───── Data for processing ─────

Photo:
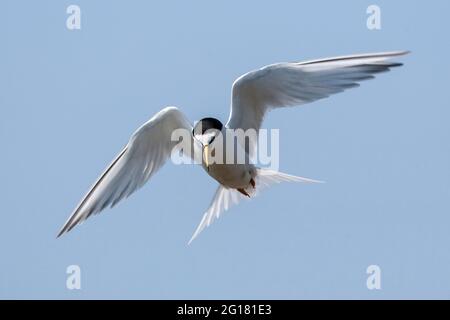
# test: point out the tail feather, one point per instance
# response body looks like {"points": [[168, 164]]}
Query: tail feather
{"points": [[225, 197]]}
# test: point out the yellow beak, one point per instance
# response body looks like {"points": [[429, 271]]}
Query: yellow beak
{"points": [[206, 155]]}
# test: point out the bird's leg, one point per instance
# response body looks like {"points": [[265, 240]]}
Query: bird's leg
{"points": [[252, 182], [243, 192]]}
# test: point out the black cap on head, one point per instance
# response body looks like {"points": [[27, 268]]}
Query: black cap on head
{"points": [[206, 124]]}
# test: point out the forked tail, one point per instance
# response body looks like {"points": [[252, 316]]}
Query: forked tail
{"points": [[225, 197]]}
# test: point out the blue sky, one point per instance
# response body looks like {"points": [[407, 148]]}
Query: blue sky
{"points": [[71, 99]]}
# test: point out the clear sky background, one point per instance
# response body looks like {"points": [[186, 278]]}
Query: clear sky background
{"points": [[69, 101]]}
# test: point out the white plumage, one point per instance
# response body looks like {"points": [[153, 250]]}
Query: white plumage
{"points": [[253, 95]]}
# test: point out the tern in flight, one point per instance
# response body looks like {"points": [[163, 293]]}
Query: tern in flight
{"points": [[253, 95]]}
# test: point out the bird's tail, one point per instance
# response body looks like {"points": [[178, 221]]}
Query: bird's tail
{"points": [[225, 197]]}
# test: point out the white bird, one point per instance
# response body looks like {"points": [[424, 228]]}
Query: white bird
{"points": [[253, 95]]}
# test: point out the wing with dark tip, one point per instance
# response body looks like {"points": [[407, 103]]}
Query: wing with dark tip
{"points": [[148, 149], [297, 83]]}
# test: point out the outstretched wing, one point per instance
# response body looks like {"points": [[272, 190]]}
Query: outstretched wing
{"points": [[290, 84], [146, 152]]}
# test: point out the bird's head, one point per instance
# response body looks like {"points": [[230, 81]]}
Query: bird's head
{"points": [[205, 131]]}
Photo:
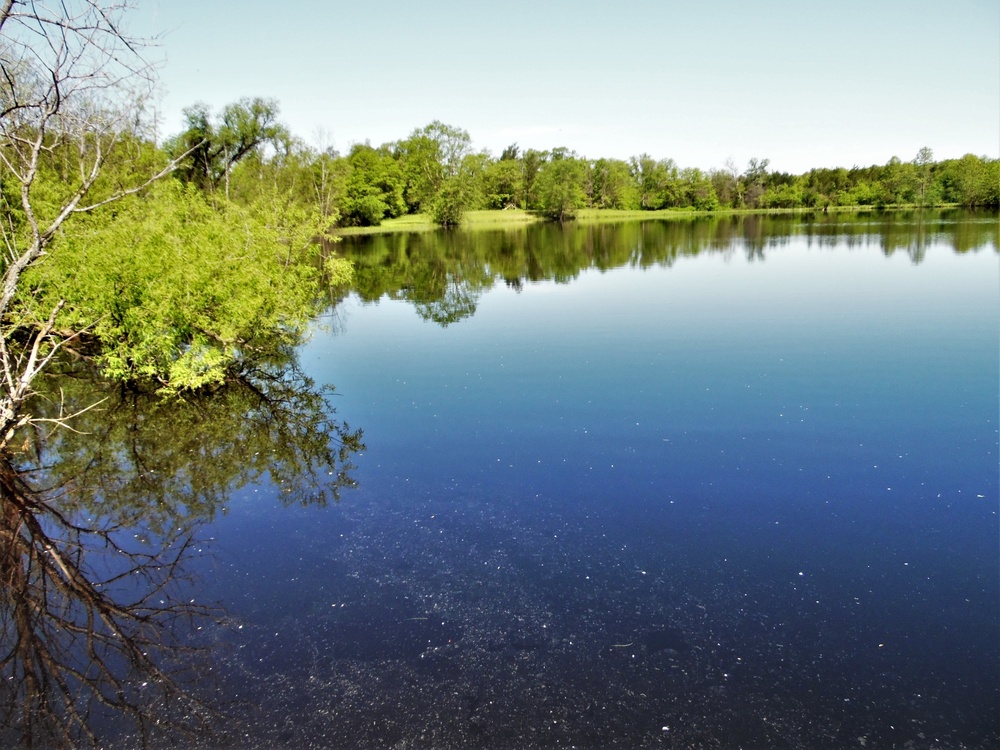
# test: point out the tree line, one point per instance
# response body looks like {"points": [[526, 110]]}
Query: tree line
{"points": [[436, 171]]}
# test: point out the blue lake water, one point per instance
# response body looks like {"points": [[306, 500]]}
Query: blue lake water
{"points": [[745, 498]]}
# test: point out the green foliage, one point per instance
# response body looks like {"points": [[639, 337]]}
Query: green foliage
{"points": [[450, 203], [213, 148], [610, 185], [373, 189], [176, 292], [560, 188], [502, 184]]}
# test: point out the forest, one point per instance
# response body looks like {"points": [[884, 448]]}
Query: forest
{"points": [[436, 171]]}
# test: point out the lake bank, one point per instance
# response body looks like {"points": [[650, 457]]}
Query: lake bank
{"points": [[508, 218]]}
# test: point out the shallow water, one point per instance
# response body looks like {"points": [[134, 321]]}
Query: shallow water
{"points": [[746, 498]]}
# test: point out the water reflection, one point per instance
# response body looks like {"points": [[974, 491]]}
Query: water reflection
{"points": [[99, 525], [444, 273]]}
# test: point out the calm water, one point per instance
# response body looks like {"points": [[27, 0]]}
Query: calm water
{"points": [[711, 484]]}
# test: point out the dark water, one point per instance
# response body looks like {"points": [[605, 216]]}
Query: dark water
{"points": [[704, 485]]}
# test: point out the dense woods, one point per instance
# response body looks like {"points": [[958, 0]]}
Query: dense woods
{"points": [[436, 171]]}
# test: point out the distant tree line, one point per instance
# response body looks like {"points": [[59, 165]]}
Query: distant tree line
{"points": [[435, 171]]}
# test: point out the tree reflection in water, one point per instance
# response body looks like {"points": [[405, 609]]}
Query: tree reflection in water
{"points": [[97, 524]]}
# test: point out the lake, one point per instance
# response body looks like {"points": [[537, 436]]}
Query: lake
{"points": [[720, 483]]}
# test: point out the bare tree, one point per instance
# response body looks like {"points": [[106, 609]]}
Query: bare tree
{"points": [[78, 643], [73, 85]]}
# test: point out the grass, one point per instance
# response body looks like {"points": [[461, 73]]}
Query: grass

─────

■ Problem to solve:
Reproduce all of the material above line for line, leaving out the pictures.

■ Response to the task:
Photo:
# test: point out the tail feather, one point per instance
# response body looks like {"points": [[168, 164]]}
Query: tail feather
{"points": [[225, 197]]}
# test: point out the yellow beak, one point per instance
# response body looks like {"points": [[429, 271]]}
Query: yellow beak
{"points": [[206, 155]]}
# test: point out the bird's leg, one point per instance
# response body looks like {"points": [[265, 240]]}
Query: bird's leg
{"points": [[252, 182], [243, 192]]}
# test: point out the black cap on head, one point per instance
# response body looks like {"points": [[27, 268]]}
Query: black cap on head
{"points": [[206, 124]]}
# test: point out the forked tail, one point per instance
# response body looks like {"points": [[252, 316]]}
Query: forked tail
{"points": [[225, 197]]}
# test: point out the blue sky, one point per instance
# response body looks like {"points": [[407, 148]]}
Query: blue sky
{"points": [[71, 99]]}
# test: point out the clear sky background, one point per instance
# response body looks like {"points": [[186, 278]]}
Query: clear sky background
{"points": [[69, 101]]}
# test: point out the white plumage, one point per instance
# response body looks like {"points": [[153, 250]]}
Query: white plumage
{"points": [[253, 95]]}
# test: point out the tern in flight, one point per instance
# response body looks like {"points": [[163, 293]]}
Query: tern in flight
{"points": [[253, 95]]}
# test: point out the bird's tail, one point per instance
# response body looks like {"points": [[178, 221]]}
Query: bird's tail
{"points": [[225, 197]]}
# test: point out the white bird, one point per instance
# response body looks like {"points": [[424, 228]]}
Query: white bird
{"points": [[253, 95]]}
# test: point out the wing with dark tip, one point per instance
# response body looks like {"points": [[407, 103]]}
Query: wing with dark tip
{"points": [[148, 149], [297, 83]]}
# test: point out the outstretched wing, one point per instance
# response body looks like {"points": [[272, 190]]}
Query: outstretched wing
{"points": [[290, 84], [146, 152]]}
# test: point out the bird's head, one point per instance
# response body looks like {"points": [[230, 81]]}
Query: bird's head
{"points": [[205, 131]]}
Photo:
# test: point out the tree line, one point per instance
# response body looks like {"points": [[526, 110]]}
Query: tree line
{"points": [[436, 171]]}
# test: point out the blue lake water, one point per instance
# response body looks like {"points": [[306, 500]]}
Query: blue lake water
{"points": [[745, 498]]}
# test: point out the green foliage, one point per instance
# response body looks like {"points": [[639, 337]]}
Query: green foliage
{"points": [[450, 203], [213, 148], [610, 185], [373, 189], [176, 292], [560, 188], [502, 184]]}
# test: point out the forest, one point per instance
# response body looks like {"points": [[884, 448]]}
Query: forest
{"points": [[436, 171]]}
# test: point out the lake bank, one point per instance
# response body looks like {"points": [[650, 457]]}
Query: lake bank
{"points": [[508, 218]]}
# test: point out the shallow water, one point per instance
# response body looks like {"points": [[134, 321]]}
Query: shallow water
{"points": [[746, 498]]}
# test: point out the water reflection, one point per instance
# response body looks like {"points": [[974, 491]]}
Query: water reflection
{"points": [[99, 525], [444, 273]]}
# test: point out the calm water, one point per instance
# response body looks like {"points": [[27, 0]]}
Query: calm water
{"points": [[711, 484]]}
# test: point out the dark water, one point per instance
# response body looks like {"points": [[605, 216]]}
Query: dark water
{"points": [[704, 485]]}
# test: point out the dense woods, one point per instance
# response body looks like {"points": [[958, 0]]}
Query: dense woods
{"points": [[436, 171]]}
# test: point out the distant tree line, one point per instance
# response body looks like {"points": [[59, 165]]}
Query: distant tree line
{"points": [[435, 171]]}
# test: point out the tree reflection in water, one point per instance
# response body looks like {"points": [[405, 609]]}
Query: tree reflection in water
{"points": [[97, 524]]}
# test: point out the lake, one point per instance
# response body looks like {"points": [[537, 436]]}
Query: lake
{"points": [[720, 483]]}
# test: point out the bare tree, one point per instance
# response body looks like {"points": [[106, 609]]}
Query: bare tree
{"points": [[78, 643], [73, 85]]}
# test: point out the grass, one point per instance
# response body looks like {"points": [[461, 73]]}
Query: grass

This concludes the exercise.